Hedefler:
a - Kırmızı et haberinde "Gıda Tarım ve Hayvancılık Bakanlığı, fiyat artışları" sözleriyle başlayan paragrafı, temel bilgilerini koruyarak madde madde özetleyin.
b - Kırmızı et haberine göre ESK reyonlarında dar gelirliler için hangi ürünler satışa sunulacak?
c - Kırmızı et haberini kaldığı yerden devam ettirerek tamamlayın.

Gıda Tarım ve Hayvancılık Bakanlığı, fiyat artışları bir türlü kontrol altına alınamayan ve enflasyonu negatif etkileyen kırmızı ette yeni bir formülü hayata geçirdi. Bakan Mehmet Eşref Fakıbaba´nın açıkladığı formüle göre, Et ve Süt Kurumu (ESK) tarafından büyük market zincirlerine kurulacak reyonlarda halka ucuz ve sağlıklı et sunulacak. Bakan Fakıbaba, "Mahalle aralarında şubesi olan belirli marketlerde reyon satın alıp ESK´nın ürünlerini satmayı planlıyoruz. Dar gelirlilerin kesesine uygun kıyma ve kuşbaşıyı satışa sunacağız. ESK´nin kendi paketleri içinde ESK damgası taşıyan sağlıklı, temiz, evimde yediğim eti bu reyonlarda vatandaş daha ucuza yiyebilecek" diye konuştu.

Gıda Tarım ve Hayvancılık Bakanlığı tarafından ithal et getirilerek zincir marketlerde ucuz et olarak satılmasına tepki gösteren et üreticileri ve kasaplar, uygulamanın devam etmesi halinde orta ölçekli kasapların ve hayvan üreticilerin iflas edeceğini belirttiler.

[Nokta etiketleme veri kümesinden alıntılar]
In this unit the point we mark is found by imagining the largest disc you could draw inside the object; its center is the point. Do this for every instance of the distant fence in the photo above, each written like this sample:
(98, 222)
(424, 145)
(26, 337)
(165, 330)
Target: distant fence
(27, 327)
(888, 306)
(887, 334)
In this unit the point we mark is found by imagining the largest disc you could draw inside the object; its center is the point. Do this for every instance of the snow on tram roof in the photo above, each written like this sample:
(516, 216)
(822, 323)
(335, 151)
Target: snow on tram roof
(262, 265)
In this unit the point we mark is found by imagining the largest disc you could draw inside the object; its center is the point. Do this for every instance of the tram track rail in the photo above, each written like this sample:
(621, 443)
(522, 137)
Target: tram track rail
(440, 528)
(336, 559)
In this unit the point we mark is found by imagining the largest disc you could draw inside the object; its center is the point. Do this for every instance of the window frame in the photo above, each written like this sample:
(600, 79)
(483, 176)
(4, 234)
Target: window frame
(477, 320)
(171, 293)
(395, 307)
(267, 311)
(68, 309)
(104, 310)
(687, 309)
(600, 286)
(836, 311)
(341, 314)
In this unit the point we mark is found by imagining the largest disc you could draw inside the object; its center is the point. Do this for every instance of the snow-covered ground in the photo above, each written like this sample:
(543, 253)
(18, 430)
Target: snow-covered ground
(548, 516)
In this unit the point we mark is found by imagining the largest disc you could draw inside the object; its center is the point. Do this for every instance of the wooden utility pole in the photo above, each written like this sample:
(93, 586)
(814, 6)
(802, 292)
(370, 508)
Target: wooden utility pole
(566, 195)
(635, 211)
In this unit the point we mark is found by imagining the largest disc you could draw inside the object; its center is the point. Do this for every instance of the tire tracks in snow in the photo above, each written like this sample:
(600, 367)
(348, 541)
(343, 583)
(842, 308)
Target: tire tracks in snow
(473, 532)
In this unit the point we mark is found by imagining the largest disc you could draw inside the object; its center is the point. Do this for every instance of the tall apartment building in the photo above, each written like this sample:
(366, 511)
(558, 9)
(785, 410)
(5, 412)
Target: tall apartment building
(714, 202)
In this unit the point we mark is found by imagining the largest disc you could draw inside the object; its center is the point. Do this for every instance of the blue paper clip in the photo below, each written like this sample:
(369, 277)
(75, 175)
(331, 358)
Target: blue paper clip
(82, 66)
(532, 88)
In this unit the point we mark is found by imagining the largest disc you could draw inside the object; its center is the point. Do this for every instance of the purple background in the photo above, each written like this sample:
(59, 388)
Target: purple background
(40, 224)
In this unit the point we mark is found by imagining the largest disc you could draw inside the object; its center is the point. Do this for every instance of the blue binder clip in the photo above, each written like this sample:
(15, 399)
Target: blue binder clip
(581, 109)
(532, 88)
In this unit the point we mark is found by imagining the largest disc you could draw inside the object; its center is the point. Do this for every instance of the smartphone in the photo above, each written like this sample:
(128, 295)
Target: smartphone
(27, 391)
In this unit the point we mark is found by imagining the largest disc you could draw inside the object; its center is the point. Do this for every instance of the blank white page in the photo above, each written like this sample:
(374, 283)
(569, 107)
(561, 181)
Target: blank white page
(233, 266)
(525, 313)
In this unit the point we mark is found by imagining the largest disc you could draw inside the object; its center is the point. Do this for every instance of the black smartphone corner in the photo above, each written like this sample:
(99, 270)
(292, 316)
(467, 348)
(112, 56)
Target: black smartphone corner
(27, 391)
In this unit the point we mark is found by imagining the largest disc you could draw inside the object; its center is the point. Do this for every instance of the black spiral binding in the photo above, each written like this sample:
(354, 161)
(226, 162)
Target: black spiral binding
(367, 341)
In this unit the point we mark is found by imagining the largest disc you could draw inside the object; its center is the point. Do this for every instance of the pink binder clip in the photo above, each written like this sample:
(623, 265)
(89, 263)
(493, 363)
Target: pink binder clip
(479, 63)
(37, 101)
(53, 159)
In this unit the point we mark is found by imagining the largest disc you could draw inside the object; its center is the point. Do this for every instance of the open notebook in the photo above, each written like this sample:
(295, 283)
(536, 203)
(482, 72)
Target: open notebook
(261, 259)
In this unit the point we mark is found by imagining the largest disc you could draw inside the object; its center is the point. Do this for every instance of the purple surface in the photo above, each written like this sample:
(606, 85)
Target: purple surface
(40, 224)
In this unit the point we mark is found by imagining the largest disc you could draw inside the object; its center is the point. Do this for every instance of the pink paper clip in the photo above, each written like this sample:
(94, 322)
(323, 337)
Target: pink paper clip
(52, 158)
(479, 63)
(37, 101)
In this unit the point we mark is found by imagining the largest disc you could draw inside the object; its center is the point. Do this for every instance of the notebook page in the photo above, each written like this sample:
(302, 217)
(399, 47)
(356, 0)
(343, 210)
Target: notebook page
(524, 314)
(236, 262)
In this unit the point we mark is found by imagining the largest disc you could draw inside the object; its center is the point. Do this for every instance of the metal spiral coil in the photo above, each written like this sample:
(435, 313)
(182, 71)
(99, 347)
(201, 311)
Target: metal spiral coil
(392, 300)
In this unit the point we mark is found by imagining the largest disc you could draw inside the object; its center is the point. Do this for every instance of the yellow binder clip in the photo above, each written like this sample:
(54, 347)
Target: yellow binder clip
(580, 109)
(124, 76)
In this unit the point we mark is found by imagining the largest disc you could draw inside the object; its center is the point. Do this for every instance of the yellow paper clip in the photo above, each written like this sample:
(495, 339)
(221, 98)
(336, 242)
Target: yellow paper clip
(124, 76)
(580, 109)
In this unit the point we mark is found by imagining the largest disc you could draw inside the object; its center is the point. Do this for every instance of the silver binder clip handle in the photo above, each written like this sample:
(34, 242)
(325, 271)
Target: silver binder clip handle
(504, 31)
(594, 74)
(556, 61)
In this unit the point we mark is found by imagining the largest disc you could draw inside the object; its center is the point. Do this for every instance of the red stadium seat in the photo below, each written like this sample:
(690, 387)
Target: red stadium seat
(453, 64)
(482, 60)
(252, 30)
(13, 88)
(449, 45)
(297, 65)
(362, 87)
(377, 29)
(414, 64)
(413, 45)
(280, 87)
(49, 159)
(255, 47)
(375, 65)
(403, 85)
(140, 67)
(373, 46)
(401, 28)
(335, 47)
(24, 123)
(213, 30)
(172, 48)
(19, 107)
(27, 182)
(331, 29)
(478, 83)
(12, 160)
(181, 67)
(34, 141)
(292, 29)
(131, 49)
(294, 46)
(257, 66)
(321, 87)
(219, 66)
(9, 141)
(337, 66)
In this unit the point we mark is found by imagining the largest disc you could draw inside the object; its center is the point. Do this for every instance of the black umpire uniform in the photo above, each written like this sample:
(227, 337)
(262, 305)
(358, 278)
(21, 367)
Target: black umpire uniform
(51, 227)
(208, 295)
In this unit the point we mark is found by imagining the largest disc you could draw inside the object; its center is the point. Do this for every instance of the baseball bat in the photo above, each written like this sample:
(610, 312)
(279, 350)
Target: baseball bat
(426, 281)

Alıştırma Yanıtları:
a -
- Gıda Tarım ve Hayvancılık Bakanlığı, fiyatı kontrol altına alınamayan ve enflasyonu olumsuz etkileyen kırmızı et için yeni bir formül uygulamaya koydu.
- Formülü Bakan Mehmet Eşref Fakıbaba açıkladı.
- Et ve Süt Kurumu (ESK), mahalle aralarında şubesi bulunan büyük market zincirlerinde reyon satın alacak.
- Bu reyonlarda dar gelirlilere uygun fiyatlı kıyma ve kuşbaşı satılacak.
- Ürünler, ESK damgalı kendi paketlerinde, sağlıklı ve temiz olarak daha ucuza sunulacak.

b - Kıyma ve kuşbaşı.

c -
BU NE KİTABA UYUYOR NE DE DEFTERE SIĞIYOR

İthal etle Türkiye´de et fiyatlarının düşürülmesinin yanlış olduğunu ifade eden Türkiye Kırmızı Et Üreticileri Birliği Muhasip üyesi Şaban Çetizli, “Her şeyden önce bir vatandaş olarak ucuz et satılmasına destek veriyorum. Ancak bir yere kadar. Sen kendi ülkende üretirsin, kendi ülkendeki üreticine ürettirirsin, besicine, köylü üreticine destek verirsin, belli bir kar marjı sağlarsın, ucuz ette yedirirsin. Bunu sağlarsan bizlerde sizleri her yerde methederiz. Ama sen kendi ülkende üretene destek verme, yemin çuvalı 60 liraya dayanmış, buna müdahil olma, üreticiyi, kasabı destekleme, sen git büyük marketleri destekle. Almayalım dediğimiz halde dış ülkelerden ithal et getir ve burada da ucuz et diye sat. Bu ne kitaba uyuyor ne de deftere sığıyor. Sırbistan´dan et alındığından beri tepki gösteriyorum. Kendi üreticimizi desteklemedikten sonra hiçbir zaman sonuca gidemeyiz. Her sene ithal hayvan sayısı artıyor. Geçen sene 300 bin getirdiysek, bu sene 500 bin getiriyoruz. Şimdi 600 bin getireceğiz. 15 Kasım´da 50 bin adet besi danası getireceğiz, bunu besicilere dağıtacağız. Dökme suyla nereye kadar varabiliriz? Bizim kendi üreticimizi desteklememiz ve sahip çıkmamız lazım. Girdi maliyetlerini düşürmemiz lazım. Düşük maliyetle biz ürettirdiğimizde o zaman bende Bakanlığımızı yanındayım. O zaman inek 24-25 liraya kesilecek, kasaplarda da kıyma 30 liraya kadar satılacak denir” dedi.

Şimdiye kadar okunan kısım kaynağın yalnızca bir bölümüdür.